*Passage shown*:

Thursday, September 6, 2018

I'm such a hypochondriac

So, a (rare) side effect of the medicine I'm on, Tecfidera, is Progressive Multifocal Leukoencephalopathy (PLM); a deadly brain virus. However, when they did the trials of the drug only a handful of the hundreds of thousands of people taking it got it. However, me being the hypochondriac I am, I was sure I had it. So much so I made an emergency appointment with my neurologist because I was sure I was about to die.

I called a few weeks ago and was able to get in this week to see my neurologist and when I told him why I made the appointment he quickly tells me,

"Yes, you have PLM." followed by a smirk and then laughter. He is a good doctor who likes to play with his patients. He then went to reassure me that no, I do not have PLM and gave me the numbers of those who got it from the trials. I was worried because some of the symptoms I have mirrored the virus however they are also similar symptoms of MS, just worse. He continued by having me do walking and reflex tests. I told him what I'm dealing with and then he said they're all MS symptoms and said what my biggest problem is, is anxiety. He reassured me that I'm not dying from the meds and wants me to continue with it.

*Task requirements*:
1. Answer these questions about the blog post on the neurology appointment:
(a) What medicine is the writer taking?
(b) What did the neurologist say right away when told the reason for the visit?
(c) What did the neurologist identify as the writer's biggest problem?
2. Write the next part of the blog post on the neurology appointment, picking up after its final sentence.

*Referring expression data*:
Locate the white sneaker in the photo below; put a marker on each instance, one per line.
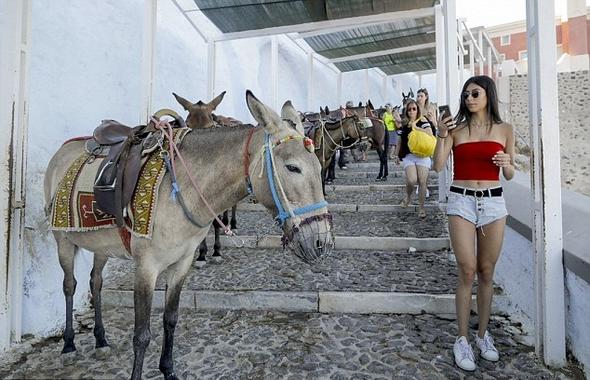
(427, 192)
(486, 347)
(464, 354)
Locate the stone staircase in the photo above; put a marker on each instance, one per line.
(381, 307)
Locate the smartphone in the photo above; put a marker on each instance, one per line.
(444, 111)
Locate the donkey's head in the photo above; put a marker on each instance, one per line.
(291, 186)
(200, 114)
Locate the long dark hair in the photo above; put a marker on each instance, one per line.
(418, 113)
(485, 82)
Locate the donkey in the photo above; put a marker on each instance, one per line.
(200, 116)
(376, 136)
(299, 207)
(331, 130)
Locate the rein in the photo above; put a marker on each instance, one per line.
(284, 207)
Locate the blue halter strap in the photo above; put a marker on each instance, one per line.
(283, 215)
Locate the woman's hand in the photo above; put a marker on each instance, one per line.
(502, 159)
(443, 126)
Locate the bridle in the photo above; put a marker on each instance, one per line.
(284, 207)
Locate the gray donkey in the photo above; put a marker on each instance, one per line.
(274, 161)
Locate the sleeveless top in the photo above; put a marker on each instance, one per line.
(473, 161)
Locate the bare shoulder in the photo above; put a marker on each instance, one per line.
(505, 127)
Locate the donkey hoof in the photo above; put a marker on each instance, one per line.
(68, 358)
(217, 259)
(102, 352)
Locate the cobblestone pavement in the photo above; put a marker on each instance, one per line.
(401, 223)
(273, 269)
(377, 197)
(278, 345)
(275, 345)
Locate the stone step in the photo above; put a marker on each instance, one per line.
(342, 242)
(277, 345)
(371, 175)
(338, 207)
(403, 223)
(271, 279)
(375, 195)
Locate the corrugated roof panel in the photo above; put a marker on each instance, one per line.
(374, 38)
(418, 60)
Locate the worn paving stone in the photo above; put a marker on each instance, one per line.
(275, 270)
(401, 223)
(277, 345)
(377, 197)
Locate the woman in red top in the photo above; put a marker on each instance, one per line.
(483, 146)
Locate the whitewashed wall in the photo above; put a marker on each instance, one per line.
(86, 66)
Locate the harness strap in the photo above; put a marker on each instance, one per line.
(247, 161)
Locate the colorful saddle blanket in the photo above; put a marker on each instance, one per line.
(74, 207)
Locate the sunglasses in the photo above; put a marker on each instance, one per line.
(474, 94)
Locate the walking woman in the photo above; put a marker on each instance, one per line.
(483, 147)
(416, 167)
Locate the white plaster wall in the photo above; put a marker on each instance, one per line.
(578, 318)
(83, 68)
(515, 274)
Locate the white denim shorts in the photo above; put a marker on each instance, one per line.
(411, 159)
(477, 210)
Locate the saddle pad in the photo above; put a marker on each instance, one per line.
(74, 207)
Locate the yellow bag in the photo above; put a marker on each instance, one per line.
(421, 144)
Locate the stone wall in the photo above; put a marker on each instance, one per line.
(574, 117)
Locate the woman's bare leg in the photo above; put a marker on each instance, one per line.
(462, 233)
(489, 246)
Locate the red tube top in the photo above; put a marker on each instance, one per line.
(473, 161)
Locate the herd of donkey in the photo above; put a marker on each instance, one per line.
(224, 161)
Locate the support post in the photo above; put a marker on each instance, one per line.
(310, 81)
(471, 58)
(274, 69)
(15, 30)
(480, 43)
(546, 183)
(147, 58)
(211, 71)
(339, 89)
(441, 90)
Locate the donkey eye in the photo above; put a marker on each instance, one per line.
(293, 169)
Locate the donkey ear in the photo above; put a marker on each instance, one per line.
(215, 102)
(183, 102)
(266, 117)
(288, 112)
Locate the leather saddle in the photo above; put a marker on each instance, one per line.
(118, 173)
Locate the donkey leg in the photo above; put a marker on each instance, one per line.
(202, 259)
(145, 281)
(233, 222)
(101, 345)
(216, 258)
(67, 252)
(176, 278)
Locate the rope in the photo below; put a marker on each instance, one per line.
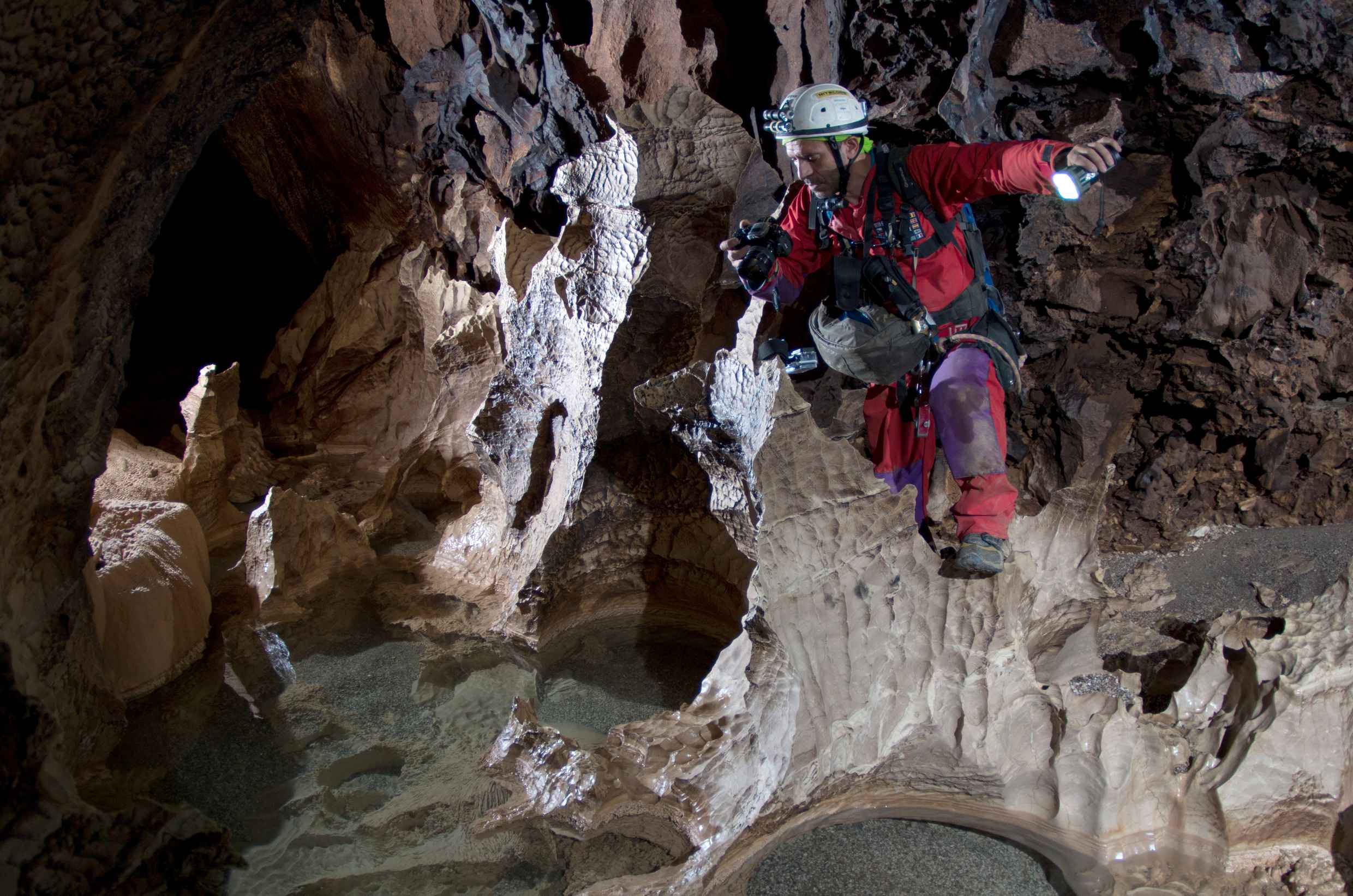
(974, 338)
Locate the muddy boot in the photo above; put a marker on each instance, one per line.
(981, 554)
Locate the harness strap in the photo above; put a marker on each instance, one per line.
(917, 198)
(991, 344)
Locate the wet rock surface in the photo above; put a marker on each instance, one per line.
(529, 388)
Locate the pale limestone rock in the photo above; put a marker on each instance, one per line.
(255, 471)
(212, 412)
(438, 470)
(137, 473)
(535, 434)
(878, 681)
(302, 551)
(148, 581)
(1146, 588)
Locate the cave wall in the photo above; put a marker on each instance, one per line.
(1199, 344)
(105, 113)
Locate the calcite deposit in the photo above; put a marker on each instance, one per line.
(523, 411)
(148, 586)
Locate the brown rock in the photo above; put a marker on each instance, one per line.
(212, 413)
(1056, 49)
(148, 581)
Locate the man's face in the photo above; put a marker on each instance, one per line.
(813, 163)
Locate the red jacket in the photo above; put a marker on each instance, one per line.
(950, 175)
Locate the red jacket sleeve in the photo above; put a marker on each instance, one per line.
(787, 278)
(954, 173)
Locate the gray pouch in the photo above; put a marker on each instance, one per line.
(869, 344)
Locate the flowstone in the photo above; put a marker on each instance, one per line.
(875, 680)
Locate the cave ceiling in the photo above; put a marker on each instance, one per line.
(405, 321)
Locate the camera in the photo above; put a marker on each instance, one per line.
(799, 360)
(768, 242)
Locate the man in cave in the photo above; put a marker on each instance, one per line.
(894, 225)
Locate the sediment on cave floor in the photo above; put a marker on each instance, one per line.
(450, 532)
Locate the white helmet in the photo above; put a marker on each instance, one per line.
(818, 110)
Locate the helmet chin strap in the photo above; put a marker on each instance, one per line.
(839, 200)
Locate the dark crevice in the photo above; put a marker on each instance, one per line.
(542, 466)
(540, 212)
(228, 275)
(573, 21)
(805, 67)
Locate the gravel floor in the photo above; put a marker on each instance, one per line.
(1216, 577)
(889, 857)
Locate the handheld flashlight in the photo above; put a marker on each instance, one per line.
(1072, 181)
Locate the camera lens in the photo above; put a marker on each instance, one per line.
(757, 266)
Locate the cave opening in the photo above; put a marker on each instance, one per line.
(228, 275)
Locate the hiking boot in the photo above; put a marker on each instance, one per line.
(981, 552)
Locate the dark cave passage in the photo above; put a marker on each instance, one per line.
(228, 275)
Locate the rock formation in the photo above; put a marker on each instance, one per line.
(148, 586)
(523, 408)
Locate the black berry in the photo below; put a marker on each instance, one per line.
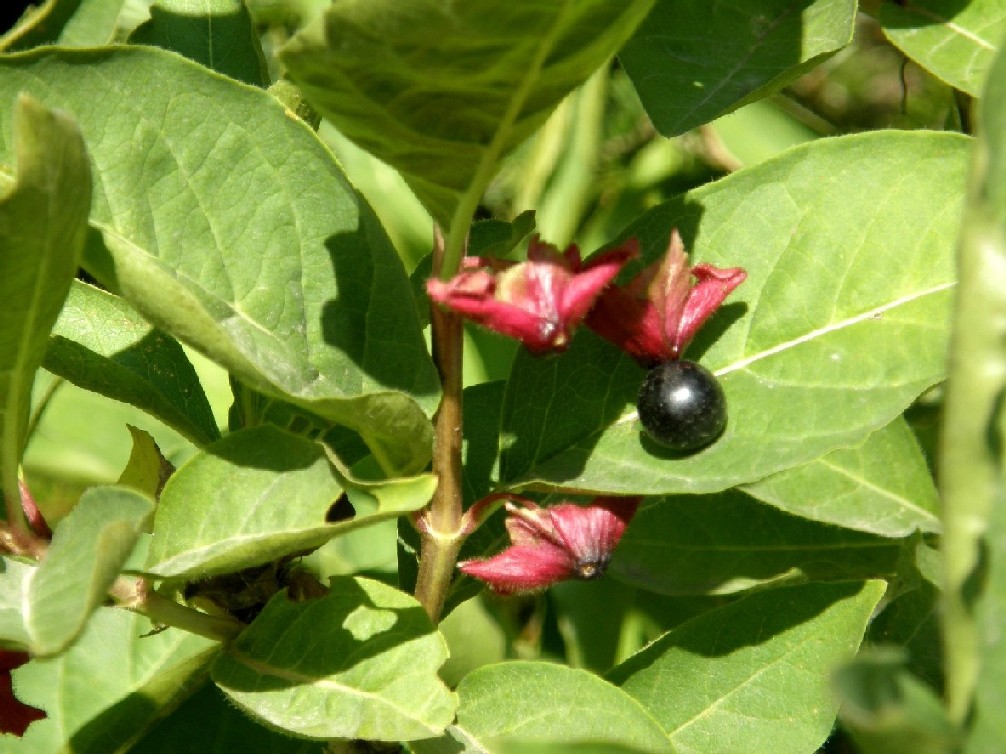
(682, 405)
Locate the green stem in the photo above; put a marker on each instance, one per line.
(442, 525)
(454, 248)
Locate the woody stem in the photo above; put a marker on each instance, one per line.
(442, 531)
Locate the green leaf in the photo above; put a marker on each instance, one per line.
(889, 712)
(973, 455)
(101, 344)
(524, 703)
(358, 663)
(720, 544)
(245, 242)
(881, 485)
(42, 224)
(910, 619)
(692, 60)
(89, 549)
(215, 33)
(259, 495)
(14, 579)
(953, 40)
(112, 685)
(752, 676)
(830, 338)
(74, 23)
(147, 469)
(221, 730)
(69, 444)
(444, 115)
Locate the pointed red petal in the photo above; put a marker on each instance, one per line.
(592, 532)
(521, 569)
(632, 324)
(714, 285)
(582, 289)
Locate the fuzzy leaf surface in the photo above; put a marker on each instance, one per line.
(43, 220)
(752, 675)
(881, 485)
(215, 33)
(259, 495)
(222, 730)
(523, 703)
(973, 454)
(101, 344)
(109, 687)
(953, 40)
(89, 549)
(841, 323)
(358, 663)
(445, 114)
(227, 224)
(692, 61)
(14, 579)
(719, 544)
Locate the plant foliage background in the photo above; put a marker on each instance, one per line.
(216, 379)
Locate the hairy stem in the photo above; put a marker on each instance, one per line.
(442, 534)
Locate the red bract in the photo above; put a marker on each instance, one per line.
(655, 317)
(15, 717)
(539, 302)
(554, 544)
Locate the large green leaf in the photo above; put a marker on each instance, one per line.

*Solved tasks*:
1.
(a) Tecfidera.
(b) "Yes, you have PLM," followed by a smirk and then laughter.
(c) Anxiety.

2.
Whew, I'm not dying, at least not yet. I'm still dealing with the weakness, soreness, dizziness, and all other MS related problems but I'm surviving. He said it was even too early to see if Tecfidera is working and wants me to wait until November to get an MRI because I haven't even been on the meds long enough to know how it's doing. So that was a relief. Though he did break it down for me that with this medication purpose is, it's not to reverse the demyelination of my central nervous system but to stop its progression. Though my body can repair itself to some extent the medicine can't do that. 

however, along with the physical problems of MS, there are also many mental issues. Depression and anxiety were not much of an issue for me before. Sure, life, in general, can be tough but I was always able to handle it (usually with Oreos and ice cream mind you). But now I'm battling high depression and anxiety, so much so that I saw a psychiatrist a few months ago and he put me on some meds. And yes, they are working but I still deal with the continuing mental health issues. Many think "well sure, it's tough to be diagnosed with a dishabilitating disorder like that" but it's more than that. How MS affects your brain can also affect how your hormones act. The releasing of dopamine, endorphins, and oxytocin to name a few are interrupted. And just being diagnosed in the last seven months, not having time to learn how to cope has really just not helped me to learn how to deal with the mental aspect of it.

My doctor thinks though, a lot of my physical issues are MS but also he thinks I'm dealing with a lot of anxiety and that's why I thought I had PLM and dying. What this means is, it's going to be a long journey.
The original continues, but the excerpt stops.